DATA IN THIS EXERCISE START

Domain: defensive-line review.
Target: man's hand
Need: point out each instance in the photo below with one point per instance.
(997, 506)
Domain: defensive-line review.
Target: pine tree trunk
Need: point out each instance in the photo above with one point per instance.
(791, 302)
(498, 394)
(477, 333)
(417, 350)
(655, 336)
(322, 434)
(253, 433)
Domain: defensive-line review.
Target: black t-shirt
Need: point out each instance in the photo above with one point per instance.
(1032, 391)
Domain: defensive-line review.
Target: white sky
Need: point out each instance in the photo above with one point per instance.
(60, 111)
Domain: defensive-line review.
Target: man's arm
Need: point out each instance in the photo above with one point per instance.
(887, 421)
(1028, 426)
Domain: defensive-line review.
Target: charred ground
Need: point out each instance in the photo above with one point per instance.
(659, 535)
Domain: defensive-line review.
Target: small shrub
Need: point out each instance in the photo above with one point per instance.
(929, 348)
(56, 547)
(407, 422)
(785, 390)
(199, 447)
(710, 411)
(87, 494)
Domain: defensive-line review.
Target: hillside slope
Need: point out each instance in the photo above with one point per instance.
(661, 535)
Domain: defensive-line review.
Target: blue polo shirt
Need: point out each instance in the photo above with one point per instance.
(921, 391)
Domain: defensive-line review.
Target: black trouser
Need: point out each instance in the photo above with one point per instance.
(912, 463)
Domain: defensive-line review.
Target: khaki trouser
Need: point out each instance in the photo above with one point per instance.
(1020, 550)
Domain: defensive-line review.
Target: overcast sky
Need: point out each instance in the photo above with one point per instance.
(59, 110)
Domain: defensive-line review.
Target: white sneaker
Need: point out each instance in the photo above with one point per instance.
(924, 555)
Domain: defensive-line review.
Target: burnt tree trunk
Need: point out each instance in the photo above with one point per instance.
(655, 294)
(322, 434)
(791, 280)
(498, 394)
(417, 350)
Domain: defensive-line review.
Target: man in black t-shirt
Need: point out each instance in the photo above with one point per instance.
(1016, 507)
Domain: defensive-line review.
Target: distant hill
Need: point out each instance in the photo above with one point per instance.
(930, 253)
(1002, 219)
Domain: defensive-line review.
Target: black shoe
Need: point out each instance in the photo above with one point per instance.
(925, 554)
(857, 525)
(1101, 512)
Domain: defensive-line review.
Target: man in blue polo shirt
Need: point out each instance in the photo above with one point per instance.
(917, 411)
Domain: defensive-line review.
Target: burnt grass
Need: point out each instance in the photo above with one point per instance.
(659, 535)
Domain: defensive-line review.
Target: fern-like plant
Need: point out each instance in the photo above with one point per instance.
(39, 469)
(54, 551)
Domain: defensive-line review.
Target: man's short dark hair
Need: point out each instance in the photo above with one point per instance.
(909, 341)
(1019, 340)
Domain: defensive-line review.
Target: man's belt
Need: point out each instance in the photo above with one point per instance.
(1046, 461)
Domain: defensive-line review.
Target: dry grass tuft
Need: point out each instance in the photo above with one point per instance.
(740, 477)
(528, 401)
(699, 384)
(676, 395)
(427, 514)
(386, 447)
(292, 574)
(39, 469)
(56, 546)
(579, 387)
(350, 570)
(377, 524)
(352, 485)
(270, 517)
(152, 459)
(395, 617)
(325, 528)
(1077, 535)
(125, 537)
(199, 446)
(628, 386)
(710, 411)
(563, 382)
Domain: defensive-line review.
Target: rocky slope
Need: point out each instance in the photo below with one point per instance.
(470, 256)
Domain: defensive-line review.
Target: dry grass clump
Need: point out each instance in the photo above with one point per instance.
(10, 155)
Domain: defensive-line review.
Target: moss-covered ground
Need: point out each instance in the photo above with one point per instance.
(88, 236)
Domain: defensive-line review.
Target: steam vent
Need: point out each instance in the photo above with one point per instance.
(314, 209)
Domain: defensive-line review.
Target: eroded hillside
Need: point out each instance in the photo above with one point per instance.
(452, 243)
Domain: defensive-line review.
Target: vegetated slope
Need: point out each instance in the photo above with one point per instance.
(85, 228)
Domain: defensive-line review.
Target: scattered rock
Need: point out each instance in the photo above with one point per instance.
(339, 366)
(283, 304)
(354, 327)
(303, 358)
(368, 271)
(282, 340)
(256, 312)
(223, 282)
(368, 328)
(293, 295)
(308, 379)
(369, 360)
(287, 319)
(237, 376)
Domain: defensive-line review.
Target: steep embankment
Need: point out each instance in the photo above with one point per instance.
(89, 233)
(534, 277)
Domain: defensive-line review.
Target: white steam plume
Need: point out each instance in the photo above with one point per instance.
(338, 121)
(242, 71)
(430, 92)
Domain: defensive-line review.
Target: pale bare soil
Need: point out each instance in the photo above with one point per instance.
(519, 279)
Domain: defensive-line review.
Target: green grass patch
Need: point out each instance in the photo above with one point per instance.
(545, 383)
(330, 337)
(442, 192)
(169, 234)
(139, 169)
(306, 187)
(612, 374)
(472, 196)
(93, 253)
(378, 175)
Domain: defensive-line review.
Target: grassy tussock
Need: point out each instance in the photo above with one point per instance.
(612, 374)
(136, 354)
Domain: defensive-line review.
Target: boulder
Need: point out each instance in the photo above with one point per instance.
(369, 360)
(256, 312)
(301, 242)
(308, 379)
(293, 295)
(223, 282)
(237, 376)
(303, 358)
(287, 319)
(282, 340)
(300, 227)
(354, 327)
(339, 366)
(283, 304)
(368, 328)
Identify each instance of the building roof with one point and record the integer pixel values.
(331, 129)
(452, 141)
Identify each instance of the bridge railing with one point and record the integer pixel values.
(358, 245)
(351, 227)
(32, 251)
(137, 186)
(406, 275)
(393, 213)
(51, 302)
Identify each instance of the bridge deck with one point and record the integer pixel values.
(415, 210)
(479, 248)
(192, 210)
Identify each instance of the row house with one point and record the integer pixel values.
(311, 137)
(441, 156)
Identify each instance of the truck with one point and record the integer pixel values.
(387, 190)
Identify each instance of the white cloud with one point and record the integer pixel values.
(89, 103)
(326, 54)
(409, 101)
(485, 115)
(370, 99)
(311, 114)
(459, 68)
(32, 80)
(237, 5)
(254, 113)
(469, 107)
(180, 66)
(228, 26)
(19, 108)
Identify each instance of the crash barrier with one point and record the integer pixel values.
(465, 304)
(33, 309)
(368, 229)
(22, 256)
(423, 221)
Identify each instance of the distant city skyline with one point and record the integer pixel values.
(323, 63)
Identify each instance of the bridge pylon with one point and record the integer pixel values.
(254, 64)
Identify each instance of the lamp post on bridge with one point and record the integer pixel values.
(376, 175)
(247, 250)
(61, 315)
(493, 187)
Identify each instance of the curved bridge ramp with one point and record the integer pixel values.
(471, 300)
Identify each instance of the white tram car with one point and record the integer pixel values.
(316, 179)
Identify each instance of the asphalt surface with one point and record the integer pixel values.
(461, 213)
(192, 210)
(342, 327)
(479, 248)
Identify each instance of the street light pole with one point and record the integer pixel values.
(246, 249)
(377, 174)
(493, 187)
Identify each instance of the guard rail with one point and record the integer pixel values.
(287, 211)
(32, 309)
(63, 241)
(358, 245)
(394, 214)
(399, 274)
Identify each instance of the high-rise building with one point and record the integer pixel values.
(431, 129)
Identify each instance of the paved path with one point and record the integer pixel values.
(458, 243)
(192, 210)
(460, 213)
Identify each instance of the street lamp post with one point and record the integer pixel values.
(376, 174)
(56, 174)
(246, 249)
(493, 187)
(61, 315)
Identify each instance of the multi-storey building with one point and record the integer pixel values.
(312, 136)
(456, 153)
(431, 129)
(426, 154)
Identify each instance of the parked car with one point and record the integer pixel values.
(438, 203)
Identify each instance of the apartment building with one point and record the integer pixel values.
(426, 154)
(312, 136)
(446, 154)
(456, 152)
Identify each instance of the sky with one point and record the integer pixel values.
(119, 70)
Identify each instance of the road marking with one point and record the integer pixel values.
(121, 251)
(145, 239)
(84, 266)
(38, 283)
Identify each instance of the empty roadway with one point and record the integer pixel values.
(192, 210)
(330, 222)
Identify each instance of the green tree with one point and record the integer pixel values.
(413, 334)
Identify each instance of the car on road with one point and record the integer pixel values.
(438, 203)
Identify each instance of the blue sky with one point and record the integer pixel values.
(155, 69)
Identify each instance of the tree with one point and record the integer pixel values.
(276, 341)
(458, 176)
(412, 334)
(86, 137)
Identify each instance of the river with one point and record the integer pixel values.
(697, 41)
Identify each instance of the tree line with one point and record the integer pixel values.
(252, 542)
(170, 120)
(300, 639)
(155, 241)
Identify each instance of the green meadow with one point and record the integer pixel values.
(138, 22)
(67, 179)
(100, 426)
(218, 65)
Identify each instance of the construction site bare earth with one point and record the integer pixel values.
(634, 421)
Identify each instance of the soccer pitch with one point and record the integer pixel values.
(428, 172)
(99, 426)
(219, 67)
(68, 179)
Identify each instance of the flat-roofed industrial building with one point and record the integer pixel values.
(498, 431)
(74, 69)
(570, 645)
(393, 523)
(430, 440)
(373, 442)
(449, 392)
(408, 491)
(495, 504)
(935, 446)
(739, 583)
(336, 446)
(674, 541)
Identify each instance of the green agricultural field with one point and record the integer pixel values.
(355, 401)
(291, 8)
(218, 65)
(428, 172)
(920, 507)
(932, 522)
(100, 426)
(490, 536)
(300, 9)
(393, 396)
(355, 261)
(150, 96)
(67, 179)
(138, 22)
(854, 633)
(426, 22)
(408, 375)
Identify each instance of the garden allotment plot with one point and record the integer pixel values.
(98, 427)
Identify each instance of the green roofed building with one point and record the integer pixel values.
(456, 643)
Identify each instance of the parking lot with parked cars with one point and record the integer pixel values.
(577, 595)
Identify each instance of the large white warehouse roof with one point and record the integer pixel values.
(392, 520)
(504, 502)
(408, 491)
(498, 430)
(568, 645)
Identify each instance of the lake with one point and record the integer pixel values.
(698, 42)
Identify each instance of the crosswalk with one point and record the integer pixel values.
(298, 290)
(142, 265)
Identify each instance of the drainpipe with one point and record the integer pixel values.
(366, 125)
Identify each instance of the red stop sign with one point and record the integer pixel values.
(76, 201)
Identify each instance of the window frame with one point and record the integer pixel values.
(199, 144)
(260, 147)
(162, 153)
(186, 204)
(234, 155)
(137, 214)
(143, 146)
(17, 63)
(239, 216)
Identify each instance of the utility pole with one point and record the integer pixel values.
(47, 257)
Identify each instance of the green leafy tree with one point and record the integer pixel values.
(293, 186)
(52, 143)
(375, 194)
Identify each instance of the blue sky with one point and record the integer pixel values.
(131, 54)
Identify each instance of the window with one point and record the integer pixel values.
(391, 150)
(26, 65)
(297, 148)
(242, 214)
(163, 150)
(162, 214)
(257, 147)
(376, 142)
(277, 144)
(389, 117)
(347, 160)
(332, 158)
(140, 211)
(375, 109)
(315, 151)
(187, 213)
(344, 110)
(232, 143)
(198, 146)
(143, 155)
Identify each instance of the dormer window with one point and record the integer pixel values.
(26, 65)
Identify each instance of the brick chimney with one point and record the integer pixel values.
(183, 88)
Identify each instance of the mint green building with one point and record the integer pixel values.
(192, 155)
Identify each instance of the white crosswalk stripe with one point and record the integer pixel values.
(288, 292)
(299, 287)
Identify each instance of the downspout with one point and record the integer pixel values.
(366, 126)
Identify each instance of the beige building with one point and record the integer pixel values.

DATA IN THIS EXERCISE END

PROBLEM TO SOLVE:
Where a line above holds the string "trunk", show that line.

RESULT BELOW:
Target: pine tree trunk
Target: burnt tree trunk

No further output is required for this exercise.